** Start RECORD SET **

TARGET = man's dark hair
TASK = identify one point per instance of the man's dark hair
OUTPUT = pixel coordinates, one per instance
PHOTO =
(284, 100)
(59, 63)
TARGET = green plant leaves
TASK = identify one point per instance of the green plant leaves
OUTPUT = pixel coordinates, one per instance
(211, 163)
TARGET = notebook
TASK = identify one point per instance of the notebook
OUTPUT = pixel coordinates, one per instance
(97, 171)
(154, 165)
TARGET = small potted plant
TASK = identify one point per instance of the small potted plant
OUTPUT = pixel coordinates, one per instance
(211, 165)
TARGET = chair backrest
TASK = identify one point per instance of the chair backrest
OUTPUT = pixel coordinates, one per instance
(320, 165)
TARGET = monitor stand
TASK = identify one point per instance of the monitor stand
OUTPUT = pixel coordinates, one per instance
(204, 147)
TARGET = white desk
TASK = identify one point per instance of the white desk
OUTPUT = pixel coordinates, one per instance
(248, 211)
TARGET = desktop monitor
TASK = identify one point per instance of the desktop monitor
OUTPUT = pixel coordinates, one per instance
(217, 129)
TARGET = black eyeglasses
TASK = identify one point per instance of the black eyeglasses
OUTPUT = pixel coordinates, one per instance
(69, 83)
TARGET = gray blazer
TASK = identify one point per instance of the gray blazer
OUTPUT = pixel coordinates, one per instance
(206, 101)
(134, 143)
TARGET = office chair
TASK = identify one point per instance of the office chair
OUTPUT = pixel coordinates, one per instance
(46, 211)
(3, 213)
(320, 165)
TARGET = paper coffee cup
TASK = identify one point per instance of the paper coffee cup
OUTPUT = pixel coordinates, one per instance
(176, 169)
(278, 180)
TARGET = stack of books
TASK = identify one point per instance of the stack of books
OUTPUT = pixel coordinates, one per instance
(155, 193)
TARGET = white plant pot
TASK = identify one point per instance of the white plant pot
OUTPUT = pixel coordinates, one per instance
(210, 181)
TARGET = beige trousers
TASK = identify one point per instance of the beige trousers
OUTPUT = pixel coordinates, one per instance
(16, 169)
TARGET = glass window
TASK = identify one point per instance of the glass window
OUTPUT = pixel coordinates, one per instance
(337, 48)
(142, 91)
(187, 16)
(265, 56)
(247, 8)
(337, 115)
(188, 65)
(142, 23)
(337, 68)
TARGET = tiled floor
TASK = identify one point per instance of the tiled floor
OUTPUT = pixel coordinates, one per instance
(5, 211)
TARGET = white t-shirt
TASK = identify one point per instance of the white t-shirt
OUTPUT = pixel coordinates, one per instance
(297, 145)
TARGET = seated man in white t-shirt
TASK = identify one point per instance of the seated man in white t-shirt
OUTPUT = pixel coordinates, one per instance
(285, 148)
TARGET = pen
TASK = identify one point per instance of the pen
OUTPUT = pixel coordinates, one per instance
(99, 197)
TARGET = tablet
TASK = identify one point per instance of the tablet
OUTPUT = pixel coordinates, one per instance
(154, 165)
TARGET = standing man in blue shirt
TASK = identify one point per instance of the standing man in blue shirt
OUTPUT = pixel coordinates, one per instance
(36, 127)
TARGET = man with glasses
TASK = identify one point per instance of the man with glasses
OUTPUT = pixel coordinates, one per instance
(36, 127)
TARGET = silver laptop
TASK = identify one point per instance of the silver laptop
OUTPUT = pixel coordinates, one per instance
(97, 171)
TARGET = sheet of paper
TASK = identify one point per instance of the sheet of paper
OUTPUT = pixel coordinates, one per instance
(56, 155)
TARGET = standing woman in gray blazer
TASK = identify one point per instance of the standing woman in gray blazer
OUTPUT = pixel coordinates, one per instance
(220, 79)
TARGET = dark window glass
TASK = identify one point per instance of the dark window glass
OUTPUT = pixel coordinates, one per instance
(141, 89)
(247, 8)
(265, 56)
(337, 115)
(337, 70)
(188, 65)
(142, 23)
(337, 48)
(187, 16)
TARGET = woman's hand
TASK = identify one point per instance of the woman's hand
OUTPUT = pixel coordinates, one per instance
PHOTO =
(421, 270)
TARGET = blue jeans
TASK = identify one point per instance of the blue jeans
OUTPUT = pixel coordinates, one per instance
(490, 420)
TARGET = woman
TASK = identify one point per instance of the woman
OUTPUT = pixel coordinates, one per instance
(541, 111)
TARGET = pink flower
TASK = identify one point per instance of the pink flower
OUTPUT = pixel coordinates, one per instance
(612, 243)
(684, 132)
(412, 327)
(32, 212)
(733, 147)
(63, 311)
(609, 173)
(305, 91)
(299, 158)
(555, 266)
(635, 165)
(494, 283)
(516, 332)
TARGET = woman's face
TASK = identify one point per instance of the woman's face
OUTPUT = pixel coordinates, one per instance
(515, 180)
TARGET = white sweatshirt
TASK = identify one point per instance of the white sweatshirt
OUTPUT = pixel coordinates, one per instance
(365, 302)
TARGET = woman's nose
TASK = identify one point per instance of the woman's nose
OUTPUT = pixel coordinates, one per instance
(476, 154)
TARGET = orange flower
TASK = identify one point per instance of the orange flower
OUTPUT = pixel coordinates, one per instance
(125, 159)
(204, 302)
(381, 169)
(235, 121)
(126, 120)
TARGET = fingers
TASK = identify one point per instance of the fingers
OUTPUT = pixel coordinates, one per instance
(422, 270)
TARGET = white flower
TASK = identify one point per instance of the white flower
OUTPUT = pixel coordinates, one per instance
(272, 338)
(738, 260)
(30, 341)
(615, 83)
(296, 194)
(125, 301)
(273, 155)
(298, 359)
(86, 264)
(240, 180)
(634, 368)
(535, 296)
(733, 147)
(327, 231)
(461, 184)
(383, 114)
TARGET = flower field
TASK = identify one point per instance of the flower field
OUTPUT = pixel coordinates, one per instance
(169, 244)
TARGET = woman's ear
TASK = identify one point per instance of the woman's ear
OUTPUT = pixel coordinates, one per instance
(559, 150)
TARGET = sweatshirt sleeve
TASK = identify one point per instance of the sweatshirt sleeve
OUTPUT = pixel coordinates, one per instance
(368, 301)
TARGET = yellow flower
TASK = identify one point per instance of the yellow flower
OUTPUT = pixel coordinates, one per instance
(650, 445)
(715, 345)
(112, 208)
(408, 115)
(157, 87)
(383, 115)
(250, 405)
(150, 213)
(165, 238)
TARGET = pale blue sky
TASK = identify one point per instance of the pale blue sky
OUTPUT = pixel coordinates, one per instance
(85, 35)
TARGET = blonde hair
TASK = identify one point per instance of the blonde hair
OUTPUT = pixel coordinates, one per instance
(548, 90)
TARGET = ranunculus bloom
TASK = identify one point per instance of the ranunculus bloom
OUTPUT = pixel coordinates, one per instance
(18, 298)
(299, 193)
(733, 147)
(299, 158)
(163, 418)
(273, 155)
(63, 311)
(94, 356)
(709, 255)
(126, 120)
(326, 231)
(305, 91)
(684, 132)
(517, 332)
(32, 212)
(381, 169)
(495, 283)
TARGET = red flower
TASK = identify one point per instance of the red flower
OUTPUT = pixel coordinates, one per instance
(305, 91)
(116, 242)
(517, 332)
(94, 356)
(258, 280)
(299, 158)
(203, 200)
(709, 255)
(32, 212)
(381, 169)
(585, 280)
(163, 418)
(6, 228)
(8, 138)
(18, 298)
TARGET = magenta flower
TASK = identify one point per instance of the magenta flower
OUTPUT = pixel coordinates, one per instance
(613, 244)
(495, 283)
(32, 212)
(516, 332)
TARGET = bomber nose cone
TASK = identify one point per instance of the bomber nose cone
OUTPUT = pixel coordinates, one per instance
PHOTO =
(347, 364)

** End RECORD SET **

* [REQUIRED TASK]
Send back every record, precisely as written.

* [COMPLETED EXERCISE]
TARGET = man's dark hair
TASK = identify one point per instance of the man's dark hair
OUTPUT = pixel coordinates, one per instance
PHOTO =
(284, 100)
(59, 63)
TARGET = green plant leaves
TASK = identify one point per instance of the green plant leaves
OUTPUT = pixel coordinates, one per instance
(211, 163)
TARGET = notebook
TASK = identify one point per instance of the notebook
OUTPUT = pixel coordinates, one per instance
(97, 171)
(154, 165)
TARGET = small potted plant
TASK = identify one point per instance of the small potted plant
OUTPUT = pixel coordinates, one per instance
(211, 165)
TARGET = chair backrest
TASK = identify one point per instance of the chair backrest
OUTPUT = pixel coordinates, one per instance
(320, 165)
TARGET = monitor stand
TASK = identify one point per instance of the monitor stand
OUTPUT = pixel coordinates, one per instance
(204, 147)
TARGET = white desk
TASK = identify one point per instance of the white desk
OUTPUT = pixel coordinates, one per instance
(248, 211)
TARGET = desktop monitor
TASK = identify one point per instance of the desktop monitor
OUTPUT = pixel coordinates, one per instance
(217, 129)
TARGET = black eyeglasses
TASK = identify one point per instance of the black eyeglasses
OUTPUT = pixel coordinates, one per instance
(69, 83)
TARGET = gray blazer
TASK = identify one point per instance of the gray blazer
OUTPUT = pixel coordinates, one per instance
(206, 101)
(134, 143)
TARGET = office chair
TASK = identify one point per instance of the office chair
OUTPUT = pixel coordinates, one per instance
(46, 211)
(3, 213)
(320, 165)
TARGET = paper coffee cup
TASK = identify one point per instance of the paper coffee cup
OUTPUT = pixel coordinates, one per instance
(176, 169)
(278, 180)
TARGET = stack of books
TASK = identify one point per instance of the stack of books
OUTPUT = pixel coordinates, one per instance
(155, 193)
TARGET = white plant pot
TASK = identify one point per instance of the white plant pot
OUTPUT = pixel coordinates, one per instance
(210, 181)
TARGET = beige trousers
TASK = identify one point per instance of the beige trousers
OUTPUT = pixel coordinates, one per instance
(16, 169)
TARGET = glass window
TASK = identify one point per instance of the glass window
OUTPUT = pixel coordinates, one per instance
(337, 48)
(142, 91)
(187, 16)
(265, 56)
(247, 8)
(337, 115)
(188, 65)
(142, 23)
(337, 68)
TARGET = tiled floor
TASK = identify one point per instance of the tiled floor
OUTPUT = pixel coordinates, one per instance
(5, 211)
TARGET = white t-shirt
TASK = identify one point per instance of the white t-shirt
OUTPUT = pixel coordinates, one per instance
(297, 145)
TARGET = seated man in white t-shirt
TASK = identify one point per instance of the seated man in white t-shirt
OUTPUT = pixel coordinates, one per instance
(285, 148)
TARGET = pen
TASK = identify one point per instance of the pen
OUTPUT = pixel coordinates, one per instance
(99, 197)
TARGET = tablet
TASK = identify one point per instance of the tablet
OUTPUT = pixel coordinates, one per instance
(154, 165)
TARGET = standing man in blue shirt
TASK = identify one point per instance of the standing man in blue shirt
OUTPUT = pixel coordinates, one per instance
(36, 127)
TARGET = man with glasses
TASK = identify one point per instance of the man with glasses
OUTPUT = pixel coordinates, one per instance
(36, 127)
TARGET = silver laptop
TASK = identify one point per instance of the silver laptop
OUTPUT = pixel coordinates, one per instance
(97, 171)
TARGET = sheet of paper
TASK = identify one point per instance of the sheet of paper
OUTPUT = pixel coordinates, one per instance
(56, 155)
TARGET = standing woman in gray blazer
TASK = identify one point per instance of the standing woman in gray blazer
OUTPUT = pixel coordinates, one per instance
(220, 79)
TARGET = dark window glass
TASK = identify one point per instance of the dark window glass
OUTPUT = pixel coordinates, one per instance
(141, 89)
(247, 8)
(265, 56)
(337, 115)
(337, 70)
(188, 65)
(142, 23)
(337, 48)
(187, 16)
TARGET = woman's hand
TASK = identify one point per instance of the woman's hand
OUTPUT = pixel coordinates, one per instance
PHOTO =
(421, 270)
TARGET = blue jeans
TASK = identify one point per instance of the blue jeans
OUTPUT = pixel coordinates, one per instance
(490, 420)
TARGET = woman
TASK = identify one point per instance of the woman
OUTPUT = pixel coordinates, one per instance
(541, 111)
TARGET = pink flower
TASK = identify one point per instance of the pink flower
OUTPUT = pixel coordinates, one per instance
(612, 243)
(684, 132)
(412, 327)
(32, 212)
(733, 147)
(63, 311)
(609, 173)
(305, 91)
(299, 158)
(555, 266)
(635, 165)
(494, 283)
(516, 332)
TARGET = woman's face
TASK = identify one point per instance of the woman's face
OUTPUT = pixel coordinates, one per instance
(515, 180)
TARGET = white sweatshirt
TASK = identify one point per instance of the white sweatshirt
OUTPUT = pixel coordinates, one per instance
(365, 302)
TARGET = woman's nose
TASK = identify one point per instance of the woman's nose
OUTPUT = pixel coordinates, one per instance
(476, 154)
TARGET = orange flower
TASK = identify one point per instance of the orange flower
OUTPUT = pixel coordinates, one per instance
(125, 159)
(204, 302)
(381, 169)
(235, 121)
(126, 120)
TARGET = fingers
TASK = identify one point per instance of the fingers
OUTPUT = pixel coordinates, one per instance
(422, 270)
TARGET = white flower
TASK = identify one point per instance of the white flower
OUTPUT = pixel coordinates, one per instance
(272, 338)
(738, 260)
(30, 341)
(615, 83)
(296, 194)
(125, 301)
(273, 155)
(298, 359)
(86, 264)
(240, 180)
(634, 368)
(535, 296)
(733, 147)
(327, 231)
(461, 184)
(383, 114)
TARGET = flower field
TASK = identify one point per instance of the flower field
OUTPUT = pixel coordinates, one per instance
(169, 244)
TARGET = woman's ear
TASK = identify one point per instance of the woman's ear
OUTPUT = pixel coordinates, one per instance
(559, 150)
TARGET = sweatshirt sleeve
TASK = identify one point per instance of the sweatshirt sleeve
OUTPUT = pixel coordinates, one per instance
(368, 301)
TARGET = yellow flower
TASK = identify one point per instance of the yellow flower
OUTPUT = pixel coordinates, one per instance
(650, 445)
(715, 345)
(112, 208)
(408, 115)
(157, 87)
(383, 115)
(250, 405)
(150, 213)
(165, 238)
TARGET = pale blue sky
TASK = identify one point per instance of the pale blue sky
OUTPUT = pixel coordinates, one per instance
(85, 35)
TARGET = blonde hair
TASK = identify one point per instance of the blonde hair
OUTPUT = pixel coordinates, one per instance
(548, 90)
TARGET = ranunculus bloom
TASK = identify one point per instance of the ranunculus bloom
OUTPUT = pixel coordinates, one per instance
(18, 298)
(299, 193)
(733, 147)
(299, 158)
(163, 418)
(273, 155)
(63, 311)
(94, 356)
(709, 255)
(126, 120)
(326, 231)
(305, 91)
(684, 132)
(517, 332)
(32, 212)
(381, 169)
(495, 283)
TARGET = red flower
TASK = identify one point per instance of the red flower
OUTPUT = pixel coordinates, one per instance
(305, 91)
(116, 242)
(517, 332)
(94, 356)
(258, 280)
(299, 158)
(203, 200)
(709, 255)
(32, 212)
(381, 169)
(585, 280)
(163, 418)
(6, 228)
(8, 138)
(18, 298)
TARGET = magenta flower
TASK = identify one point per instance of the magenta flower
OUTPUT = pixel coordinates, one per instance
(613, 244)
(495, 283)
(32, 212)
(516, 332)
TARGET = bomber nose cone
TASK = identify one point per instance of the bomber nose cone
OUTPUT = pixel coordinates, one per instance
PHOTO =
(347, 364)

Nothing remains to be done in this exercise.